PASSAGE TO READ:
• • • •

Monday, August 18, 2014

Mexican Inspired Grilled Corn



While I was in Los Angeles last week, I had the wonderful opportunity to eat at Chef Curtis Stone's new restaurant, Maude, which has been rated best restaurant in L.A.  Normally the 25 seat restaurant fills up as soon as reservations open one month ahead of time, but when we got the call at 10 a.m. that a reservation for four had cancelled at the last minute for that night, we jumped at the chance.

The Maude kitchen

Each month, one seasonal ingredient is featured in a nine course tasting menu.  You don't order anything - it is a set menu that comes to you when it is ready.  The entire dinner featuring corn took 3 hours to eat and ended up being more like 11 courses excluding the homemade corn flakes and almond milk that we were given to enjoy the next morning.





One of our favourite dishes was inspired by the grilled Mexican corn dish called elotes.  Apparently the street version of this dish is sold outside many local Mexican grocery stores, but what we had was grilled corn elevated to a whole new level.  The recipe below is my version of the elotes we ate at Maude, with a few more local Canadian ingredients.

The elotes at Maude 


Serves 4 - 6.

Ingredients:

1/2 cup plain yogurt
1-2 cloves garlic, crushed
4 ears corn, husk removed
1 Tbsp extra virgin olive oil
1 Tbsp butter
Squeeze lime juice (about 1 Tbsp)
2 Tbsp fresh basil, chopped
1/2 fresh jalapeño, deseeded and finely minced
1/4 cup dry, crumbled feta cheese
pea shoots (optional)
salt

Directions:

1. Mix the yogurt and garlic together and set aside.

2. Brush or rub the corn cobs with the olive oil and grill them on a medium high barbecue for about 12 - 15 minutes, turning regularly.  You want the corn to get brown char marks on it, though.  Remove from heat, let cool slightly, and then use a knife to remove the corn from the cobs.




3. In a pan on the stove, heat the butter until it starts to turn brown.  Squeeze in the lime juice and turn down the heat so that it does not burn.  Quickly toss the jalapeño and corn kernels in the butter to reheat them and remove the pan from the heat.  Season with salt.

4. Serve the corn on a plate topped with the basil, feta, and pea shoots, if using.  Serve the garlic yogurt on the side of the plate.  Enjoy!


Shopping Tips:

1. Feta is more commonly sold packed in water, but it should also be available in dry form, which is much more desirable in this dish since it is being used as a substitute for Mexican cojita, which is hard to find in Canada.

Monday, February 24, 2014

Superfast Cornbread


Some friends of mine spent two years teaching in Malawi.  While there, they came across an old Peace Corps cookbook put together by various expats living abroad.  Some of my best bread recipes come from that book.  This recipe is a version of one that was passed on to me from that book.

• • • •

EXTRACTED INFORMATION:
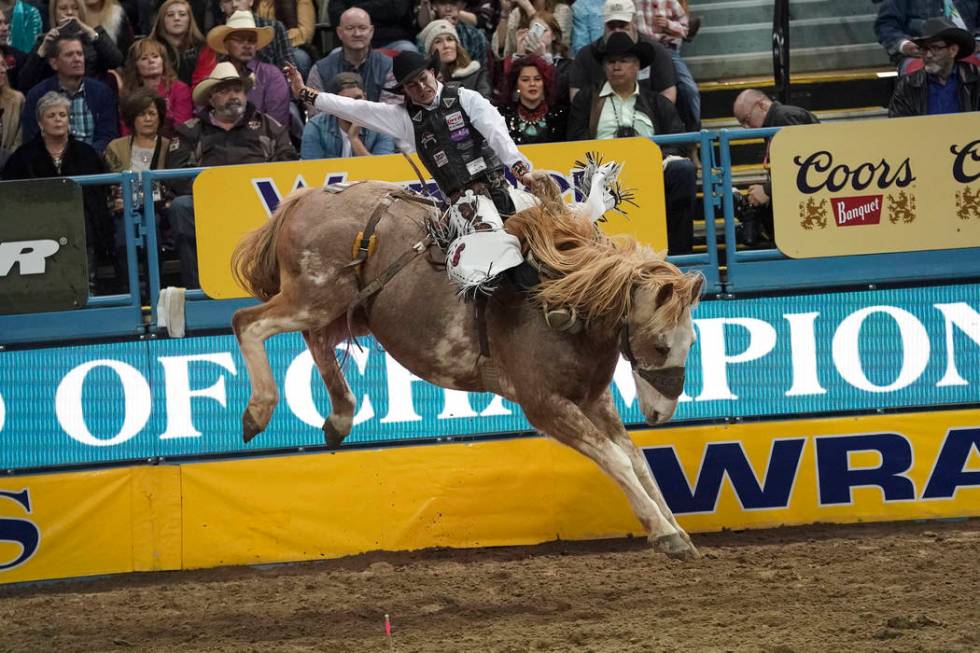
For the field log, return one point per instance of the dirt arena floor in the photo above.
(887, 587)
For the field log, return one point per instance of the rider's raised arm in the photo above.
(390, 119)
(492, 126)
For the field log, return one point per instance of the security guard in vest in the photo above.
(460, 137)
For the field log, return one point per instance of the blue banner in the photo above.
(774, 356)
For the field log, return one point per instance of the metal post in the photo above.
(780, 50)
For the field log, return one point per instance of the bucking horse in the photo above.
(631, 301)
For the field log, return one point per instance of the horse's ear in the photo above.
(696, 289)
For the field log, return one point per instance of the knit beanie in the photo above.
(435, 29)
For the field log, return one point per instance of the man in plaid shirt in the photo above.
(92, 116)
(666, 21)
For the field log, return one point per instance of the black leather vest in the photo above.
(450, 147)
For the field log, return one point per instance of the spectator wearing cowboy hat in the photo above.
(586, 70)
(460, 137)
(278, 52)
(900, 22)
(456, 68)
(622, 108)
(240, 40)
(228, 130)
(945, 82)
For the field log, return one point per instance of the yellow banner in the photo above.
(89, 523)
(874, 187)
(495, 493)
(230, 201)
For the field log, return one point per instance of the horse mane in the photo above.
(595, 274)
(255, 263)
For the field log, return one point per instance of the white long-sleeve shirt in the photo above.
(393, 119)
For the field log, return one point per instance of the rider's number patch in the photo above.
(455, 120)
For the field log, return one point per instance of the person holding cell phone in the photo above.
(504, 41)
(68, 18)
(542, 37)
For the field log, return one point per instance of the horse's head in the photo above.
(655, 339)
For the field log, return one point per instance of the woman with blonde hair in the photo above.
(454, 64)
(147, 66)
(70, 18)
(176, 28)
(11, 105)
(110, 15)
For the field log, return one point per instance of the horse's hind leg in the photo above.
(321, 343)
(565, 422)
(603, 414)
(252, 326)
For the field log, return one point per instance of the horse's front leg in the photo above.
(253, 326)
(602, 412)
(321, 343)
(564, 421)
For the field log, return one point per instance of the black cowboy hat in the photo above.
(620, 44)
(943, 29)
(408, 65)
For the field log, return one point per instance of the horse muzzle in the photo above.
(668, 381)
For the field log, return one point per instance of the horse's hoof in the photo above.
(250, 428)
(333, 437)
(674, 546)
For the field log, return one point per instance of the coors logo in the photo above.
(853, 211)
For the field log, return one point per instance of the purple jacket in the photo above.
(270, 95)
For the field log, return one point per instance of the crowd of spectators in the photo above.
(99, 85)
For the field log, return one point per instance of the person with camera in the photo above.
(753, 109)
(25, 23)
(68, 17)
(622, 108)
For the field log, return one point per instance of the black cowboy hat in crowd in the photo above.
(620, 44)
(943, 29)
(408, 65)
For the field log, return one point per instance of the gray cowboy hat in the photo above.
(943, 29)
(620, 44)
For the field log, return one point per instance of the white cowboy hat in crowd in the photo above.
(223, 72)
(240, 21)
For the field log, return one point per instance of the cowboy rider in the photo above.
(459, 136)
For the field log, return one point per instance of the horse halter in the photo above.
(668, 381)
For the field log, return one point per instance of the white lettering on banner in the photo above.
(177, 384)
(714, 354)
(803, 349)
(269, 194)
(457, 405)
(847, 354)
(401, 408)
(137, 404)
(496, 408)
(31, 254)
(299, 391)
(968, 321)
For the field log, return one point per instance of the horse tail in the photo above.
(255, 263)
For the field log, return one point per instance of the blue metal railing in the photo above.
(103, 316)
(737, 272)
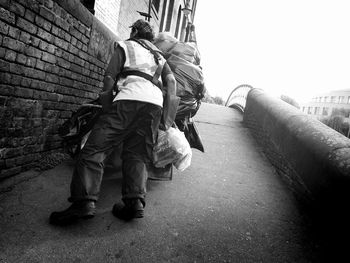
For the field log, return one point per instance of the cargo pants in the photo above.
(132, 125)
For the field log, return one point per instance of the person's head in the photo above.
(142, 29)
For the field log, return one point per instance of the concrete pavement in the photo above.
(229, 206)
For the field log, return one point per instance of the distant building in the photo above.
(325, 104)
(174, 16)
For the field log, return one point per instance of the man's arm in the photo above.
(115, 66)
(171, 101)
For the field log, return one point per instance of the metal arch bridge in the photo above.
(238, 97)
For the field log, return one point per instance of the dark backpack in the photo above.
(78, 125)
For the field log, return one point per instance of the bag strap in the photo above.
(141, 74)
(157, 58)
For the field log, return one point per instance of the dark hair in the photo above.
(143, 35)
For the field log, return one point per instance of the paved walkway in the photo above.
(229, 206)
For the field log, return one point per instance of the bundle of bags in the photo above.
(172, 148)
(183, 59)
(174, 145)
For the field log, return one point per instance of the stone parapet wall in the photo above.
(52, 59)
(313, 159)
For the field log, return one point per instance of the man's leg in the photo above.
(137, 152)
(87, 176)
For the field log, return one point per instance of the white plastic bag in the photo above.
(172, 147)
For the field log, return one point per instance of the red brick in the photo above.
(55, 30)
(10, 152)
(7, 16)
(43, 23)
(26, 82)
(27, 26)
(39, 64)
(51, 78)
(31, 62)
(49, 4)
(6, 90)
(31, 4)
(61, 43)
(23, 92)
(29, 15)
(73, 41)
(10, 172)
(45, 35)
(10, 55)
(22, 59)
(13, 44)
(40, 85)
(14, 32)
(17, 8)
(61, 23)
(5, 78)
(47, 13)
(33, 52)
(25, 37)
(2, 52)
(16, 80)
(47, 47)
(75, 33)
(63, 63)
(4, 28)
(49, 58)
(67, 37)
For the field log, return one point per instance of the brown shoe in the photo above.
(132, 208)
(77, 210)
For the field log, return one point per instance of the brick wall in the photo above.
(108, 13)
(52, 59)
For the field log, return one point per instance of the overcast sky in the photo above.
(298, 48)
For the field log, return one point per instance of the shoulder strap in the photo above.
(158, 55)
(141, 74)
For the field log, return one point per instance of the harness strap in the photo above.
(157, 57)
(141, 74)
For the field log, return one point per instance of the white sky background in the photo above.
(298, 48)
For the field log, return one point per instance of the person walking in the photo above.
(145, 101)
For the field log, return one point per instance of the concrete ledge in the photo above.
(311, 157)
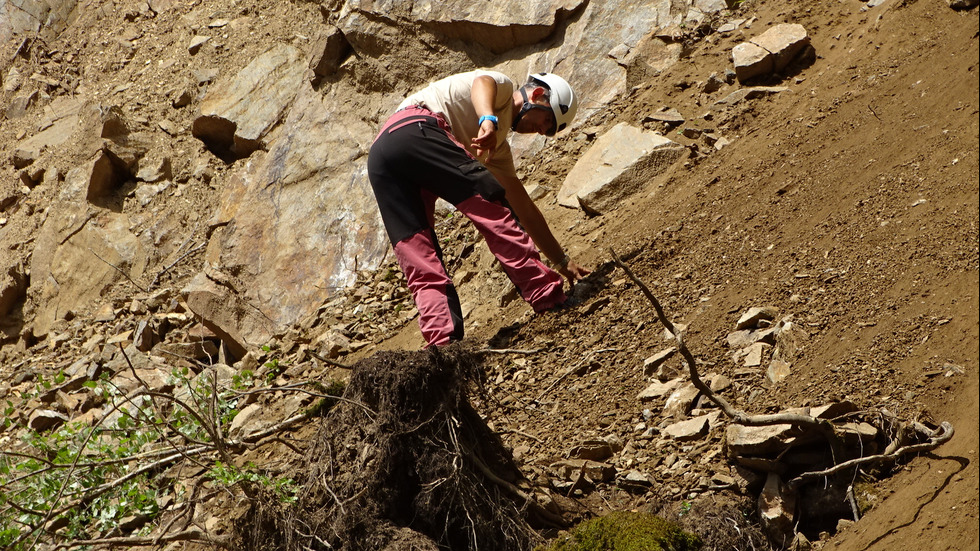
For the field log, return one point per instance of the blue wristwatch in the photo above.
(491, 118)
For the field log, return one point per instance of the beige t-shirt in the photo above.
(451, 97)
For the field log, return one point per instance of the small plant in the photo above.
(229, 475)
(626, 531)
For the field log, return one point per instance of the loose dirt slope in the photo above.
(850, 204)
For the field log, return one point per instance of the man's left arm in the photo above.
(537, 227)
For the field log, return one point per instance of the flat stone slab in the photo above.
(620, 163)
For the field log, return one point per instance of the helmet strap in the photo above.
(524, 109)
(528, 105)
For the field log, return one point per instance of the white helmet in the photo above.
(560, 97)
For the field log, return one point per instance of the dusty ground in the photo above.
(850, 203)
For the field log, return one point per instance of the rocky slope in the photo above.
(847, 203)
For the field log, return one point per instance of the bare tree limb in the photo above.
(197, 536)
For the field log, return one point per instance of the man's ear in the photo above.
(538, 93)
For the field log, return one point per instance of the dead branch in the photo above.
(197, 536)
(936, 438)
(509, 351)
(573, 369)
(736, 415)
(297, 387)
(116, 268)
(156, 279)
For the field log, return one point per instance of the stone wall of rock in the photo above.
(295, 217)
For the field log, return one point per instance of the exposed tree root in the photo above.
(423, 472)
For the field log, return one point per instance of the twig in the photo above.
(508, 351)
(328, 360)
(573, 369)
(187, 535)
(524, 434)
(156, 279)
(295, 388)
(113, 266)
(938, 437)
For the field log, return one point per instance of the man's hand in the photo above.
(486, 141)
(573, 272)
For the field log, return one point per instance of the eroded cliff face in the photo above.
(160, 139)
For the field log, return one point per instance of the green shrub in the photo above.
(626, 531)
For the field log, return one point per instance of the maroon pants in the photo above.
(416, 159)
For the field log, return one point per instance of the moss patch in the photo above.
(626, 531)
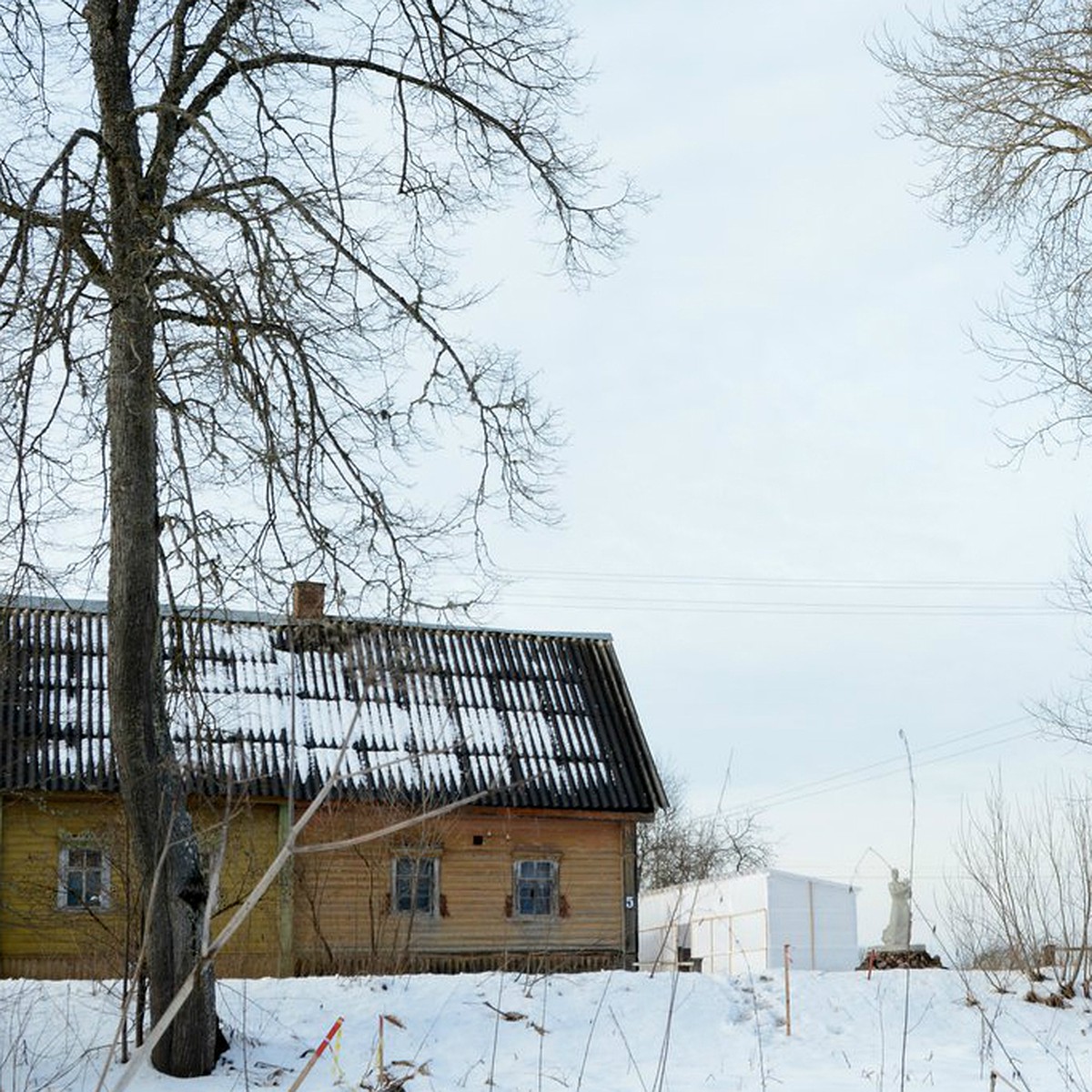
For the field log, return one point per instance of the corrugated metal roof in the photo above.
(430, 713)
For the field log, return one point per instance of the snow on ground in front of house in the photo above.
(599, 1032)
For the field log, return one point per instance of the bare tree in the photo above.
(224, 294)
(678, 846)
(1025, 900)
(997, 93)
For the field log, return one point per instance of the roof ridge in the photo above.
(267, 618)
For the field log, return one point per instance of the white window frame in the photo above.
(66, 867)
(554, 879)
(419, 860)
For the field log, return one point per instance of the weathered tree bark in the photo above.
(173, 885)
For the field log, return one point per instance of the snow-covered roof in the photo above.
(430, 713)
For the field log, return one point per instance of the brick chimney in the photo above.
(308, 601)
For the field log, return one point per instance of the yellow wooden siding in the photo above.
(339, 916)
(38, 939)
(343, 918)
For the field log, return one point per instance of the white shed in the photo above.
(742, 923)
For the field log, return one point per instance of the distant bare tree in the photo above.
(1025, 898)
(224, 298)
(997, 91)
(678, 846)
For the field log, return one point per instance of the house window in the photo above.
(535, 888)
(415, 885)
(85, 877)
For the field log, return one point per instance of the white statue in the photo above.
(896, 935)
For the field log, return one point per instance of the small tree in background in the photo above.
(678, 846)
(1025, 898)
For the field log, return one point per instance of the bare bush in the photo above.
(680, 846)
(1025, 901)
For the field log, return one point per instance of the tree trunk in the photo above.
(174, 890)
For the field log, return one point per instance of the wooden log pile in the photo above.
(884, 959)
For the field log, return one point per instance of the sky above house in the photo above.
(785, 494)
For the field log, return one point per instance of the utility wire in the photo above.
(578, 574)
(879, 770)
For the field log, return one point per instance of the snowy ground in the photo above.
(598, 1032)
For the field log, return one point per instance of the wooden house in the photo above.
(538, 731)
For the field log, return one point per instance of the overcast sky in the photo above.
(785, 496)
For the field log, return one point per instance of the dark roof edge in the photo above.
(260, 617)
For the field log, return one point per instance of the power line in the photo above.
(878, 770)
(778, 607)
(583, 574)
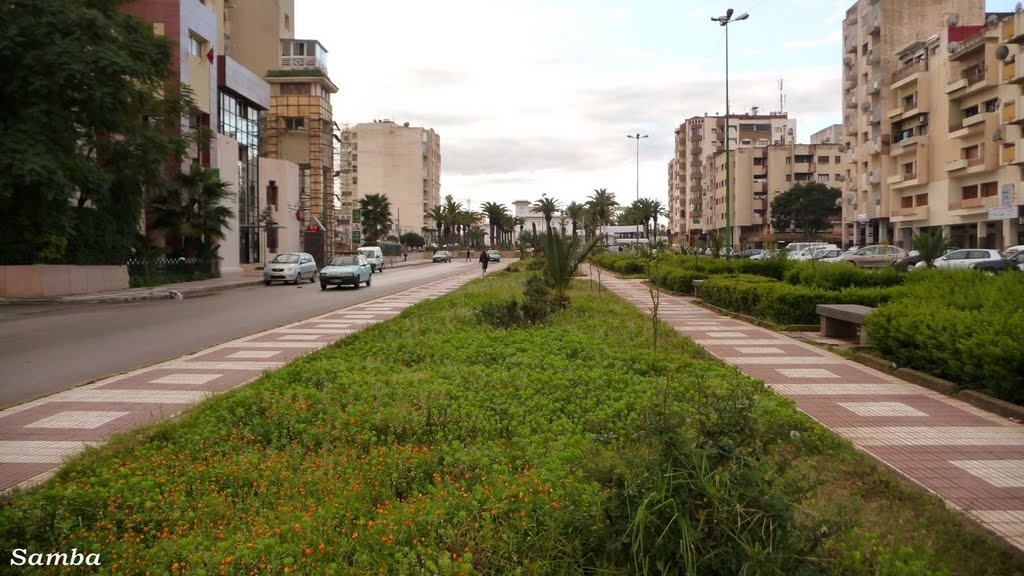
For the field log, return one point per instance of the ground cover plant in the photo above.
(436, 444)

• • • •

GIVEN PROBLEM:
According to the grilled corn post, how long did the dinner featuring corn at Maude take to eat? The records have nothing to do with the grilled corn post.

WRITTEN SOLUTION:
3 hours